**Exercise brief**
Filter the records below for the word "region". Keep each line that has it.

[Items listed in a dataset]
——

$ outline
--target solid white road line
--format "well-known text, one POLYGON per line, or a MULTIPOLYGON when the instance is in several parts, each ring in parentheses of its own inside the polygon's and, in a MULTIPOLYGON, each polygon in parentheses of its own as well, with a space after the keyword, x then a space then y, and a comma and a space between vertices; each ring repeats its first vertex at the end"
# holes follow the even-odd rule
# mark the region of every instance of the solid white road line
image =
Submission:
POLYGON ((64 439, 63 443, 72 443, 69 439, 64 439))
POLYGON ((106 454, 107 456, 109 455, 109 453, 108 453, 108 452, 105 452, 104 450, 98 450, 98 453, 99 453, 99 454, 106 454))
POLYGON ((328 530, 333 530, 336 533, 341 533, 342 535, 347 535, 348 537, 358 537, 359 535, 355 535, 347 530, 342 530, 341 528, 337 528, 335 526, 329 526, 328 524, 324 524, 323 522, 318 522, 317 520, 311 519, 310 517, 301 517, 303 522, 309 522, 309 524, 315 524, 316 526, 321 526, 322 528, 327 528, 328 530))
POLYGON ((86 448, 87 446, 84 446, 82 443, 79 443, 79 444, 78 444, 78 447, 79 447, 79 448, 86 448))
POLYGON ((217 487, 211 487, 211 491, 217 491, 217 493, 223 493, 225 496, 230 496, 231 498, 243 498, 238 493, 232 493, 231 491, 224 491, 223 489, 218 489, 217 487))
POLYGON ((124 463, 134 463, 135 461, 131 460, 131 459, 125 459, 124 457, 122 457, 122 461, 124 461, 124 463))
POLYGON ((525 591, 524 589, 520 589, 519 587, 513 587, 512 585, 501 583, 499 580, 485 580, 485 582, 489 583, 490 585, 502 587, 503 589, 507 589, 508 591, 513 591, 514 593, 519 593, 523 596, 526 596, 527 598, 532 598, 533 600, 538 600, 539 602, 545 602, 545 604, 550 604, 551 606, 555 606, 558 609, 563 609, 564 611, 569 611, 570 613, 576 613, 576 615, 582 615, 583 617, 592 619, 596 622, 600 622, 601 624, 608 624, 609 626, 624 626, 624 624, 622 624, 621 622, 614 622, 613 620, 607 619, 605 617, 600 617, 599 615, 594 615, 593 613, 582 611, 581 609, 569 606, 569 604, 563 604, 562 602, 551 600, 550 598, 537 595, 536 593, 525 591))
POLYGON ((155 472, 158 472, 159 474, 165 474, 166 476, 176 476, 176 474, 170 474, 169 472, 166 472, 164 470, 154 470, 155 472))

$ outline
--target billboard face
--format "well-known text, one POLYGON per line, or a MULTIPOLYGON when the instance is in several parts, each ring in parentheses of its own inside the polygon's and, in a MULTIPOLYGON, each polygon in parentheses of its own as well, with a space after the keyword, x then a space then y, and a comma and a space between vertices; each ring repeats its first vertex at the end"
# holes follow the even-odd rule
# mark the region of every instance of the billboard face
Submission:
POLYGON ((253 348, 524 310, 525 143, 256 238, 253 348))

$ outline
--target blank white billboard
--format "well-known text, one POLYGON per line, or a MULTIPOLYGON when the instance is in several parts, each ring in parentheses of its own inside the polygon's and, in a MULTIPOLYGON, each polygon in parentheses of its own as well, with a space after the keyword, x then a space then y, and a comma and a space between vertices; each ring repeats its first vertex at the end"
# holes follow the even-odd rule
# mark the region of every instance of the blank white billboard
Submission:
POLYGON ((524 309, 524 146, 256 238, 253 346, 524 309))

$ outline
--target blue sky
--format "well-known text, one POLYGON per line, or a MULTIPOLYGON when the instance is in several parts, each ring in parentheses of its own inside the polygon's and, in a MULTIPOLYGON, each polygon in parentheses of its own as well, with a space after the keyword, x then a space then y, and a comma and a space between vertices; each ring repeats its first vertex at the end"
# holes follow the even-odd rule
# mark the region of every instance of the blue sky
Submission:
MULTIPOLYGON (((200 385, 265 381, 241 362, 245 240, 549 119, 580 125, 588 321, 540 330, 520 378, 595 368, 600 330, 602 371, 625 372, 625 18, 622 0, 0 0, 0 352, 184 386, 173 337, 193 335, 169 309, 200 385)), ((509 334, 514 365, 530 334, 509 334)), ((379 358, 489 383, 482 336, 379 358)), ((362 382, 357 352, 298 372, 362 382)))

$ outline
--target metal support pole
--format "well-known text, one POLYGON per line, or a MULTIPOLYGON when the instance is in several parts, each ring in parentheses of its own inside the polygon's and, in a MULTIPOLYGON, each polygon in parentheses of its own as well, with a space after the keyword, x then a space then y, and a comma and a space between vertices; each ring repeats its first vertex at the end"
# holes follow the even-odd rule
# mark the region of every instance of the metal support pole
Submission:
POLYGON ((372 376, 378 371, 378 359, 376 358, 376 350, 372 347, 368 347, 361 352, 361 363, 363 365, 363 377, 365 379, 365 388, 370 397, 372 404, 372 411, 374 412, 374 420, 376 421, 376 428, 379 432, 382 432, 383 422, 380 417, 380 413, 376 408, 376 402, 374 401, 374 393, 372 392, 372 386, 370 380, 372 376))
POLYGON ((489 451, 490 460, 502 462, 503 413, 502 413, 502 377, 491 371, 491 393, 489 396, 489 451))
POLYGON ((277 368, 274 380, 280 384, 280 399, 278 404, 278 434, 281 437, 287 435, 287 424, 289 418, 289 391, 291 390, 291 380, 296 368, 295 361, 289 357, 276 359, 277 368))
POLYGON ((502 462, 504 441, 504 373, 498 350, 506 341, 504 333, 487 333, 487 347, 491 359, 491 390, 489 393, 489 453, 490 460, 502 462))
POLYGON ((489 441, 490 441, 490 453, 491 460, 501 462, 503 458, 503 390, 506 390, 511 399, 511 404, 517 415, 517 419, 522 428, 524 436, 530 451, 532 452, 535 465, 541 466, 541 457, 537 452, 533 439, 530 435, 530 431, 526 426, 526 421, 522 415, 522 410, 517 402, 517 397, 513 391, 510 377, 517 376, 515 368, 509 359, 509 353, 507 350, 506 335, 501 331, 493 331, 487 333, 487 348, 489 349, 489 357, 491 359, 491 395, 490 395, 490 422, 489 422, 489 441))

——

**Your response**
# mark the region of every instance of the solid white road line
# mark the region of every instance of the billboard face
# mark the region of every instance of the blank white billboard
# mark the region of every instance of the blue sky
# mark the region of every instance of the metal support pole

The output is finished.